A block of data
============================================================
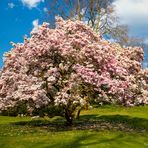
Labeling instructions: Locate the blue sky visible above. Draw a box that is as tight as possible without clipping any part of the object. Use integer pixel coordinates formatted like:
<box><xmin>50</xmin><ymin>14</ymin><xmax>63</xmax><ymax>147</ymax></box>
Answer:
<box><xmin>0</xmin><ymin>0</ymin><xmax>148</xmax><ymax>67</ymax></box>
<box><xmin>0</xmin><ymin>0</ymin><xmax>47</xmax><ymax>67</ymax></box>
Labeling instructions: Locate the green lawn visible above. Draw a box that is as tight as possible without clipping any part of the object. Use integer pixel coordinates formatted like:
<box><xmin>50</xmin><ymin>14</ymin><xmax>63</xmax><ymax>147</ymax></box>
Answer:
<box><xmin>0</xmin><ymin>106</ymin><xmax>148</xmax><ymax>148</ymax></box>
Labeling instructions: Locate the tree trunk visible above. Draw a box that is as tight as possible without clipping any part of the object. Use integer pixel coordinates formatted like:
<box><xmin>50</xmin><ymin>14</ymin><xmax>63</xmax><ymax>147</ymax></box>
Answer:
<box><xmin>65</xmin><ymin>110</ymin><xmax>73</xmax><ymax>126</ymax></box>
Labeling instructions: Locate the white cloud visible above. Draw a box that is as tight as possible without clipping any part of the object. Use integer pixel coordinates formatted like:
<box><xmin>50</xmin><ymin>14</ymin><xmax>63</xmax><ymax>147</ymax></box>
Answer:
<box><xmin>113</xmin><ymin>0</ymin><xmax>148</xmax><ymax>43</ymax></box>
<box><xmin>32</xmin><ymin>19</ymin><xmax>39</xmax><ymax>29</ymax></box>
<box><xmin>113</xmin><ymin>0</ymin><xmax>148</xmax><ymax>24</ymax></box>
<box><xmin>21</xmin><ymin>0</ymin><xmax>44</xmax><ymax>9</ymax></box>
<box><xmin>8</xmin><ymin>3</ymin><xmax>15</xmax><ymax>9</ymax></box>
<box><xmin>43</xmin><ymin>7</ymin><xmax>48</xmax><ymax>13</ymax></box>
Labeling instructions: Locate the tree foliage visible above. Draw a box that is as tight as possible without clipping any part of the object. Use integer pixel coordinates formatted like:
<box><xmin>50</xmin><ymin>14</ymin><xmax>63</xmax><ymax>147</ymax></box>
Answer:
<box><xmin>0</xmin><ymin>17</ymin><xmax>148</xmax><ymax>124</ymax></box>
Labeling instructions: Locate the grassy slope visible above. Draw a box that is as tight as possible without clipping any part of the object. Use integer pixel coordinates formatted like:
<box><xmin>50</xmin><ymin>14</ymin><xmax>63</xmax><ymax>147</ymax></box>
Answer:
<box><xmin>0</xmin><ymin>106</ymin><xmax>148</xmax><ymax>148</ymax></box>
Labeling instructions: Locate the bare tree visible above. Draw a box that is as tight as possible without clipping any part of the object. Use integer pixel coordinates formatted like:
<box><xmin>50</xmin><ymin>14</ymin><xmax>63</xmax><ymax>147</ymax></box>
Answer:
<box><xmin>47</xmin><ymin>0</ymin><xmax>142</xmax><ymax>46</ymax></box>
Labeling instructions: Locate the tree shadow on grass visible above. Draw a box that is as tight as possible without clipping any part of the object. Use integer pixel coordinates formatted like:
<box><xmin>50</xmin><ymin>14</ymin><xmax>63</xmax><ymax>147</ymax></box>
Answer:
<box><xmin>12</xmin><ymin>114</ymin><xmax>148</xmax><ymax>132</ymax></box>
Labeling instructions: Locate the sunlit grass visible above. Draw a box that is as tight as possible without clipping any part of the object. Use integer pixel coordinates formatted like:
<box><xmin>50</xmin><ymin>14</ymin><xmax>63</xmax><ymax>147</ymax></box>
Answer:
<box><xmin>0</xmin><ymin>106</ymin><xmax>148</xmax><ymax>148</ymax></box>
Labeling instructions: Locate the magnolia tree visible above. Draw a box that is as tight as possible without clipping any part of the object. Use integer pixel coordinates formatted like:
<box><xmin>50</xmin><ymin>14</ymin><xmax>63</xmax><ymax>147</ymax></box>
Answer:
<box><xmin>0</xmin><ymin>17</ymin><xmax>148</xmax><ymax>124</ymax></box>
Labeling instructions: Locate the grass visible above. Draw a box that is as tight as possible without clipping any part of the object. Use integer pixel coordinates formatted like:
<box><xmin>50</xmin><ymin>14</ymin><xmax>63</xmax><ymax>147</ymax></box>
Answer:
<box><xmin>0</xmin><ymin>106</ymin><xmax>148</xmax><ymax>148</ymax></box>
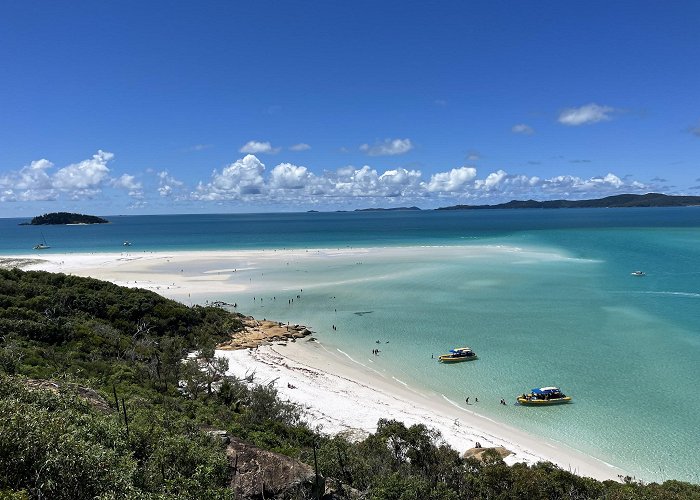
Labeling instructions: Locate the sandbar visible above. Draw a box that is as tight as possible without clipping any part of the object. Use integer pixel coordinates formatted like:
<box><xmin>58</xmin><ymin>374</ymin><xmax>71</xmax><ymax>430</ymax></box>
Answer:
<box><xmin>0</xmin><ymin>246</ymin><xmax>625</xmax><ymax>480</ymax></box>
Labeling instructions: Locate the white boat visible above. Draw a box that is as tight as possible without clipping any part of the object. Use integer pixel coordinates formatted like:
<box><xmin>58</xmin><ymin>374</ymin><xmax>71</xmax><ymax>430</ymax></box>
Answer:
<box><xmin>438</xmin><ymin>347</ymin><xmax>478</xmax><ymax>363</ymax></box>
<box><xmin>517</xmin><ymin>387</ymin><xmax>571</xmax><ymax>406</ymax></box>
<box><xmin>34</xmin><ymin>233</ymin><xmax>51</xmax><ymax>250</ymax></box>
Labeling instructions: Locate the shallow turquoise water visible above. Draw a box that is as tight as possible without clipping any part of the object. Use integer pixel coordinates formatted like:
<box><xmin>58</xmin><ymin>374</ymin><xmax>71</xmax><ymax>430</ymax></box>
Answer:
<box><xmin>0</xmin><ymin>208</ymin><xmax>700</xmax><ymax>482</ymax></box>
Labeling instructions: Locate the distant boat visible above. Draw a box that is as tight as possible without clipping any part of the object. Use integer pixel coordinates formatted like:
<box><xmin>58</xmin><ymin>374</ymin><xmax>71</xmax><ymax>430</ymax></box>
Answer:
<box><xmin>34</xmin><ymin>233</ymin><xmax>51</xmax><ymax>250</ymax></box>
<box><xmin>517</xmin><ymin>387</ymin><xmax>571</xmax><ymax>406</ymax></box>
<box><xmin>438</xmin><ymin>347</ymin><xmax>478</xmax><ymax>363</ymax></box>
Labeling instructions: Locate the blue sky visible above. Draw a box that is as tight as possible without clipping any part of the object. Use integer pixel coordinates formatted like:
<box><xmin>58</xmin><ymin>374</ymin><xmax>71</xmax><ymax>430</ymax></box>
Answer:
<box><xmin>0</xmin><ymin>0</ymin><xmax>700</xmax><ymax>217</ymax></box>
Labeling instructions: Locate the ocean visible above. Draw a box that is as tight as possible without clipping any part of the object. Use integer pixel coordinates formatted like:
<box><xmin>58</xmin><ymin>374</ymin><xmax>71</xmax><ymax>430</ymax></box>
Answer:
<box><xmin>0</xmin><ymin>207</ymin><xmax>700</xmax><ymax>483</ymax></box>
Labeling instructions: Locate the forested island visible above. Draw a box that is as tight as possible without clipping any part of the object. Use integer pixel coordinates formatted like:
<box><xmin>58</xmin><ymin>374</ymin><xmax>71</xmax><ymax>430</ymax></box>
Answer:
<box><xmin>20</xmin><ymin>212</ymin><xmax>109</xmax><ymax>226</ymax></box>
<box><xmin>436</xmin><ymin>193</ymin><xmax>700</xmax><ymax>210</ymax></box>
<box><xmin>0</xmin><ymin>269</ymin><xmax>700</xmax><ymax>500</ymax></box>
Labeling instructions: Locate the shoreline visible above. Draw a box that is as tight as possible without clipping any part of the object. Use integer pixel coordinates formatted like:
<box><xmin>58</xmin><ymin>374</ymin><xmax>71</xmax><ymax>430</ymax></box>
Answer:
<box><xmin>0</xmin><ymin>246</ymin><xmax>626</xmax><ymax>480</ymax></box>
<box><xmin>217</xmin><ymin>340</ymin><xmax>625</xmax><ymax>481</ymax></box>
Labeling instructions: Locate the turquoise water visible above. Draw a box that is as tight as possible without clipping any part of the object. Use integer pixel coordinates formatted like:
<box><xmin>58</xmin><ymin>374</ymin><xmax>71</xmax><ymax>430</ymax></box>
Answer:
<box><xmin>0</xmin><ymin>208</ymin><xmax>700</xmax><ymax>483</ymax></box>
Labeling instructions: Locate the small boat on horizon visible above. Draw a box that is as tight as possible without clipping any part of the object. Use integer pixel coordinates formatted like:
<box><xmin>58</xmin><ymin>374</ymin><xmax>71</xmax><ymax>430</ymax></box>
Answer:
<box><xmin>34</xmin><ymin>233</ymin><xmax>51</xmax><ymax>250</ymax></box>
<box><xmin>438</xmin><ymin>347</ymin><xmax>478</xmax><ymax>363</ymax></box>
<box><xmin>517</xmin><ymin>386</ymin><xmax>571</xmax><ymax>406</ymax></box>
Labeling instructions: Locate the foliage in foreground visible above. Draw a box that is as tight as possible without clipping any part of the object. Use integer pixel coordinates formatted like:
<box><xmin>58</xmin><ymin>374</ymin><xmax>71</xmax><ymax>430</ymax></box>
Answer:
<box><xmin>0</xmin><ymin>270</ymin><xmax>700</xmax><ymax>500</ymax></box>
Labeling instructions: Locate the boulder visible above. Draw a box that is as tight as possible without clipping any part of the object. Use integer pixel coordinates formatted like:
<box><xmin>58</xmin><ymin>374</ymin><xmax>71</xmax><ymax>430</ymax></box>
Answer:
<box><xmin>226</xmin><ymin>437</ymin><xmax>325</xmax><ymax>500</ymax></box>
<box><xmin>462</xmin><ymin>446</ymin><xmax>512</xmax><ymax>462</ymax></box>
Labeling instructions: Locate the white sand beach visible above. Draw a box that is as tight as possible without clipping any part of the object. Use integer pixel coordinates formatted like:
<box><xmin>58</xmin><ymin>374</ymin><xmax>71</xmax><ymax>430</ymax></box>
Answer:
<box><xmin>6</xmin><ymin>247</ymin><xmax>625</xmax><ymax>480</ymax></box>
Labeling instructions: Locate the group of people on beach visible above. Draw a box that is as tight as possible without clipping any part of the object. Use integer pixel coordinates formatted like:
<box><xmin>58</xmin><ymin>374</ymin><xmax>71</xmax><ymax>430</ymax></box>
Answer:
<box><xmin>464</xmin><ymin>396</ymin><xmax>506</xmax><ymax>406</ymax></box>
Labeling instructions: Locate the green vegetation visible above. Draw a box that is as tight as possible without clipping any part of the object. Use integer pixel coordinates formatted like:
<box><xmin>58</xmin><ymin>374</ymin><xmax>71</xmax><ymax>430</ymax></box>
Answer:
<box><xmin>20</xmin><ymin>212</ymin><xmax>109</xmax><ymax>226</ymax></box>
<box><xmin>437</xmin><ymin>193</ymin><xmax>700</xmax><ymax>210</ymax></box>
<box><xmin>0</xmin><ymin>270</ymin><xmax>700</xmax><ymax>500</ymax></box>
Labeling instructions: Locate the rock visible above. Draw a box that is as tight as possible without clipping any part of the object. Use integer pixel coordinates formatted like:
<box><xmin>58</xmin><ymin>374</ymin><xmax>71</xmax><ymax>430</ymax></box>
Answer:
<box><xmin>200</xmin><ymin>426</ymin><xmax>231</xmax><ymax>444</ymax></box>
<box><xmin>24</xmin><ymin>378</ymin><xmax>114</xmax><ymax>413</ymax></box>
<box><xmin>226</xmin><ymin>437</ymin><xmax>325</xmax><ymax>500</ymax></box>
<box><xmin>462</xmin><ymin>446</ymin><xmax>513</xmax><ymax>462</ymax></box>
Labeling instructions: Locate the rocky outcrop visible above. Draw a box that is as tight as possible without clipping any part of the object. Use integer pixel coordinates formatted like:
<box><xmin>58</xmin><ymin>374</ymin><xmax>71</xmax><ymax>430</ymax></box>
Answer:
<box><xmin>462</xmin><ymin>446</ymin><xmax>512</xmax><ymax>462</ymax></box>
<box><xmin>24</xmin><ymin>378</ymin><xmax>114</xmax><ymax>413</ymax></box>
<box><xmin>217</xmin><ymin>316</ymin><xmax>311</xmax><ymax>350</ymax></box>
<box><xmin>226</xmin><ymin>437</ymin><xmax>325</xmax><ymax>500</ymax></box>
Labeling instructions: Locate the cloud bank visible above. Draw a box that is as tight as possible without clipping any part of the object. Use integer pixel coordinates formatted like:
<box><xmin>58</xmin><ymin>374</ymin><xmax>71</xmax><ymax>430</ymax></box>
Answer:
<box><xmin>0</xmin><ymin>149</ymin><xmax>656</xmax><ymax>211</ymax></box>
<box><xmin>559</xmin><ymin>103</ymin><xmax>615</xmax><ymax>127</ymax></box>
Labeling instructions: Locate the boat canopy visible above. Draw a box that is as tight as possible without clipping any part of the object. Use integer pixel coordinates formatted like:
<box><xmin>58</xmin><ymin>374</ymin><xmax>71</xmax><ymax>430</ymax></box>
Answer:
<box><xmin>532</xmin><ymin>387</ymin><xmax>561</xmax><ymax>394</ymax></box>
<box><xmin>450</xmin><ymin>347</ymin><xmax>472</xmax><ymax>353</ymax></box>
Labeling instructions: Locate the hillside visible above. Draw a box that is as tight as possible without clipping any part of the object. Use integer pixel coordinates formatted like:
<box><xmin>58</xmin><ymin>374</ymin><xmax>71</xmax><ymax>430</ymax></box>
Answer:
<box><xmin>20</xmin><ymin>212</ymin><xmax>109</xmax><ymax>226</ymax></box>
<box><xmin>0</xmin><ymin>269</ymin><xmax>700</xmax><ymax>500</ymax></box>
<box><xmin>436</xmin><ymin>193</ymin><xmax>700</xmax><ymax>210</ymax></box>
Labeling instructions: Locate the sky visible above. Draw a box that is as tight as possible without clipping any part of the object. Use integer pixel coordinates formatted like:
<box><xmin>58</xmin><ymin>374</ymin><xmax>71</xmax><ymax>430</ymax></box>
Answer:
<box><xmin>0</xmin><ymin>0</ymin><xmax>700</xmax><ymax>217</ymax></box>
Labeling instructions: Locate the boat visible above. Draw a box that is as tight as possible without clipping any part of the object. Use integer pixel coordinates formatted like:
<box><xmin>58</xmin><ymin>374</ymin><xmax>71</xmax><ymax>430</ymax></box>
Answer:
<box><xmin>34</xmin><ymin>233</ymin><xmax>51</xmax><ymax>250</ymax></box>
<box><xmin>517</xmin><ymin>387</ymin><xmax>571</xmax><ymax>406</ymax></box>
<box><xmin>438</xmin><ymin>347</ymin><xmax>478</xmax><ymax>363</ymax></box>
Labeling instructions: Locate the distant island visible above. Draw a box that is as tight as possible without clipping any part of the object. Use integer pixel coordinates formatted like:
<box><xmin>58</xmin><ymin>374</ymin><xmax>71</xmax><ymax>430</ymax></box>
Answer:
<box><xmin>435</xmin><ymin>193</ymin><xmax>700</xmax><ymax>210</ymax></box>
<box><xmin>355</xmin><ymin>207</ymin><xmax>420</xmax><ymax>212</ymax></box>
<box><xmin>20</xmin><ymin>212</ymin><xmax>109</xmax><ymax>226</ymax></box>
============================================================
— TASK —
Report every line in the lines above that contains the string "green", matching case exactly.

— THE SOLUTION —
Labeling instructions: Locate the green lawn visible above. Draw a box that is as tight as possible without clipping any part of the object. Use integer pixel coordinates formatted like:
Labeling instructions: Locate the green vegetation visible above. Draw a box that is as tight as possible without clipping any part of the object. Use integer pixel coordinates formatted like:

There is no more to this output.